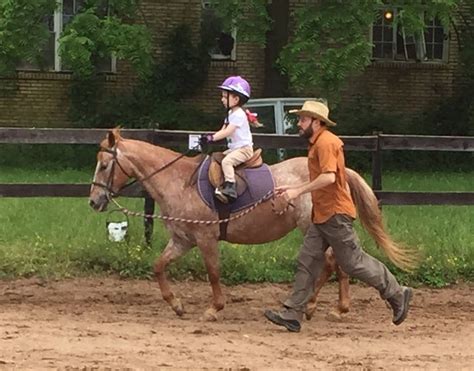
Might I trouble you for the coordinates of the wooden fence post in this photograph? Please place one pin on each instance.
(377, 164)
(149, 205)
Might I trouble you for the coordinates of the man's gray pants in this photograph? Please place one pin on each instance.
(337, 232)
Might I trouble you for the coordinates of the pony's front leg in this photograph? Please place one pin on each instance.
(172, 251)
(210, 255)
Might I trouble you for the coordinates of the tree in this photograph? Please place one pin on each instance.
(329, 41)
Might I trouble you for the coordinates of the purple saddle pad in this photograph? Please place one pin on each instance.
(259, 183)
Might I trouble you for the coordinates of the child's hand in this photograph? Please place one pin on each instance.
(280, 189)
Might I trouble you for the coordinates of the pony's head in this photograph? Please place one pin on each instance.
(111, 173)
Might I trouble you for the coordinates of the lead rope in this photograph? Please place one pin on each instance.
(266, 197)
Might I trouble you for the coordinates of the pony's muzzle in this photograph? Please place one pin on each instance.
(100, 204)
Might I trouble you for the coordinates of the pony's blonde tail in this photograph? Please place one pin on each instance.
(371, 218)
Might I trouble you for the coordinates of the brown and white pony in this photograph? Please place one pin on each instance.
(120, 159)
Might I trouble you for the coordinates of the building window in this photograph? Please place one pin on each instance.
(390, 41)
(221, 45)
(50, 59)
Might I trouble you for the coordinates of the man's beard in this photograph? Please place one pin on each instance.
(306, 133)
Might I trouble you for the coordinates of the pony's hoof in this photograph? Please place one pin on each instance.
(310, 312)
(334, 316)
(177, 307)
(210, 315)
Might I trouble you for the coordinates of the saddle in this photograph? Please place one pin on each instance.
(216, 176)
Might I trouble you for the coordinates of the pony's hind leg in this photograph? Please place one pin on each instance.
(172, 251)
(329, 268)
(210, 255)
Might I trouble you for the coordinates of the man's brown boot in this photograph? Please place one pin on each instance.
(400, 303)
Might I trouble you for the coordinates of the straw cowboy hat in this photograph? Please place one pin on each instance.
(315, 109)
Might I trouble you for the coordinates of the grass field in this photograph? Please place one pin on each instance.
(64, 237)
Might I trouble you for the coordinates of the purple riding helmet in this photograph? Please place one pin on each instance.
(236, 84)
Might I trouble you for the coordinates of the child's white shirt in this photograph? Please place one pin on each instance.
(242, 136)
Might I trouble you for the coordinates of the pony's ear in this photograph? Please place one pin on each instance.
(111, 139)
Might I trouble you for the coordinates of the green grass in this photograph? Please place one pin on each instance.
(63, 237)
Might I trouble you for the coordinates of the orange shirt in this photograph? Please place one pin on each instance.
(326, 155)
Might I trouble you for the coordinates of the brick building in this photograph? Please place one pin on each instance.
(395, 78)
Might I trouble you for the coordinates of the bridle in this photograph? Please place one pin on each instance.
(109, 185)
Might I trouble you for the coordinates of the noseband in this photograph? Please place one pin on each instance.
(109, 185)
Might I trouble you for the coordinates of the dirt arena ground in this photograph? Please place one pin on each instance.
(98, 323)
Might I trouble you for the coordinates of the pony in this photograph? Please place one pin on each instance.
(166, 175)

# Your goal:
Copy each line above exactly. Images do not belong in the copy.

# Result of the task:
Might I trouble you for the coordinates of the wooden fence post in this photograph? Please place one pin on each instance.
(377, 164)
(149, 205)
Might I trouble you for the coordinates of the man's gray pants in this photograph? Please place one pin on each instance.
(337, 232)
Might I trouble you for the coordinates of the pony's front leg in this photograph? Please place one pin on each instance.
(172, 251)
(210, 255)
Might I trouble you for the coordinates of the tree in this photograph? Please place one pin on each instance.
(329, 41)
Might I trouble you for the coordinates of the purple saddle pad in this photograph? Please place one pin on each instance.
(259, 183)
Might I trouble you for the coordinates of the child's hand in this photograph? Please place one pin on each instance.
(280, 189)
Might I trouble you for the coordinates of the pony's head in this photograph? Please place one pin on each instance.
(111, 173)
Might I trouble you for the coordinates of the lead rope in this photograph? Please place one pin on each instance.
(266, 197)
Might I trouble you for the coordinates of the pony's muzzle in this photograph? Please place one pin on each instance.
(100, 204)
Might I trouble you for the coordinates of the pony's blonde tail in this photograph? Please place one pin on each instance.
(371, 218)
Might I trouble you for the coordinates of the brown and white pony in this photograph? Please place one pin on each instance.
(120, 159)
Might I trouble you for the coordinates of the building window in this photograph? Please place one pin on each instance.
(390, 41)
(221, 45)
(50, 59)
Might I trouble you for the coordinates of the man's beard in this photograph? Please place one pin on each instance.
(306, 133)
Might I trouble you for the coordinates of the pony's hoof in this photograph? Please place one pin on each instance.
(310, 312)
(334, 316)
(177, 307)
(210, 315)
Might I trouble you for the coordinates of the saddle in this photograph? Please place one pin on each instance.
(216, 176)
Might I trouble you for the coordinates of the pony's hind leg in this photograph? Please place one pin on each instance.
(172, 251)
(329, 268)
(210, 255)
Might I trouble you for the coordinates of the man's brown boot in this photograph? Please place one pin on each instance.
(400, 303)
Might I trouble you for the coordinates of the straw cowboy hat in this photograph? Please place one pin on each instance.
(315, 109)
Might I trouble you for the coordinates of the grass field in this photograph? Please place one pin on each instance.
(64, 237)
Might I trouble you for the coordinates of the purple riding helmet in this photograph? Please place one pin on each instance.
(236, 84)
Might I trouble you for the coordinates of the child's white shirt in this photograph? Please place one pin on each instance.
(242, 136)
Might I trouble you for the coordinates of the pony's ear in this photograph? Please place one pin on each instance.
(111, 139)
Might I trouble you for the coordinates of the green grass in this photograph? Please place one pin on each instance.
(63, 237)
Might I trouble you for the coordinates of the orange shirt in this photograph? Please place one pin on each instance.
(326, 155)
Might I trouble you for the coordinates of the brick building in this photograph? Please place one pin on each instance.
(395, 78)
Might I trouble you for the coordinates of the bridle in this photograph? Please place one pin on each instance.
(109, 185)
Might I trouble you for the coordinates of the noseband in this photograph? Please place one pin on each instance.
(109, 185)
Might I trouble you for the coordinates of the dirt arena ground in this photograph? Please place one pin on each instance.
(98, 323)
Might I trouble you for the coordinates of the pony in this photograph? Please place one pin on each instance.
(166, 175)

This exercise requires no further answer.